**SET TASKS:**
a: Answer the following about the abstract on constituent power that appears below, before the records.
(i) Which two countries does the article use as examples?
(ii) Which two approaches does the methodology section name?
(iii) In which country does the article explore the history of the constituent assembly?
b: Pick up the abstract on constituent power, which appears below ahead of the records, and continue it from its final sentence.

**TEXT BLOCK:**
====
Constituent power in constitutional development and public communication: comparative aspects of constitutional change
https://doi.org/10.52468/2542-1514.2025.9(4).47-57
Abstract
The subject. This article identifies the nature and origin of constituent power, reveals the communicative nature of constituent power, the need to engage citizens, experts, and civil society institutions in the process of democratic constitution-making, and the historical, social, and legal foundations of generative public power, creating and transforming constitutions and legal order, using the examples of France and Russia.
The aim of the article is to explore the theoretical foundations and history of the constituent assembly and constituent constitutionalism in Russia, as well as the international debate on the purpose and active use of constituent power in modern democratic states.
Methodology. The article used hermeneutic and epistemological approaches, methods of formal-legal, concrete-historical, comparative constitutional-legal and complex analysis.
====
**SUPPLIED DATA:**
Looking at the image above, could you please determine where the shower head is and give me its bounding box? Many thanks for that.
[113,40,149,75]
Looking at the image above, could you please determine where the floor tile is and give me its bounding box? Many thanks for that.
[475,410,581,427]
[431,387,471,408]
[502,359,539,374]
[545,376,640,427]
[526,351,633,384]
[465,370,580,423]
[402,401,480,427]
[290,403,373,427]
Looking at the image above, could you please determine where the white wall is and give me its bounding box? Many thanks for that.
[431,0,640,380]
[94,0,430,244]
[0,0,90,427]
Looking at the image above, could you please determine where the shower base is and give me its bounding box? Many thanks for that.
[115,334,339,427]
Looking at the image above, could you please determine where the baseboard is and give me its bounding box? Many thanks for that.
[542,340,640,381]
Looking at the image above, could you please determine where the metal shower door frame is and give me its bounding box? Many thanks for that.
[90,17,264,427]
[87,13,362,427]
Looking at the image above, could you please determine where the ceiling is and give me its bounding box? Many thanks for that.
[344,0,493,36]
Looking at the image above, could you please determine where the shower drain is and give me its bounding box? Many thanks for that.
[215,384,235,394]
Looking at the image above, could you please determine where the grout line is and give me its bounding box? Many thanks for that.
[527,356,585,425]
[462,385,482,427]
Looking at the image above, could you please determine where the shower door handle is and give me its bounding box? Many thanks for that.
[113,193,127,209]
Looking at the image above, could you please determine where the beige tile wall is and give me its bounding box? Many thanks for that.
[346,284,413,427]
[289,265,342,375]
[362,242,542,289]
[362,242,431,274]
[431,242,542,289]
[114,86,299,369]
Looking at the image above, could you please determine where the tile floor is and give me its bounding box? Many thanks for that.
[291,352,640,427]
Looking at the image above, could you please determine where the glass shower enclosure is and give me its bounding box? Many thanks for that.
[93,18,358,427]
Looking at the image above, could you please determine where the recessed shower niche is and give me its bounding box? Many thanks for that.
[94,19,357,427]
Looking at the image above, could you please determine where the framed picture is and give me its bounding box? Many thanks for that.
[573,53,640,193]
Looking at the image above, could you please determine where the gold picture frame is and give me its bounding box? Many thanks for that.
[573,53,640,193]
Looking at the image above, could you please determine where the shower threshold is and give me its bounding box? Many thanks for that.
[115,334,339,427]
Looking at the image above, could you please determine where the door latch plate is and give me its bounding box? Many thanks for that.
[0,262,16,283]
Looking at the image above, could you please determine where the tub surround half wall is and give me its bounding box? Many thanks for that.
====
**ANSWERS IN ORDER:**
a:
(i) France and Russia.
(ii) Hermeneutic and epistemological approaches.
(iii) Russia.

b:
Main results, scope of application. The author examines the problem of popular power as the source and creator of constituent power, the origin of the word and concept of "constituent power" the role of Abbé E.J. Sieyès in conceptualizing constituent power, and the practical application of this concept and the institution of the national constituent assembly in French revolutionary constitutionalism and in Russia in the early 20th century during the three Russian revolutions. Originally reflecting the French constitutional-revolutionary experience, the word "constituent power" subsequently acquired a broader meaning and was and still is used to describe the institutional exercise of constituent power. This short term refers to various types of citizens' assemblies that are granted the right to draft and adopt constitutions (constitutional conventions, constituent assemblies, constitutional conventions, and other popular assemblies with constituent power).
Conclusions. In Russian, this foreign word began to be used due to the widespread use of French in the upper echelons of society and at the imperial court as early as the 19th century. Scholarly works and dictionaries of foreign words confirm that the word "constituent" became firmly established in the Russian language in the late 19th and early 20th centuries. The experience of European states in the first quarter of the 21st century demonstrates, on the one hand, a critical rethinking of liberal constitutionalism, centered in Europe and the USA, as well as a discussion of the prospects for creating a polycentric model of constitutionalism. On the other hand, the expansion of the social basis of constituent power using citizens' assemblies and mini-publics, deliberative instruments for constitution-making, and the adoption of constitutional amendments. The Russian experience with the adoption of the 1993 Russian Constitution and the 2020 constitutional reform demonstrates the transformation of constituent constitutionalism toward a strengthening of presidentialism and its role in the exercise of constituent power.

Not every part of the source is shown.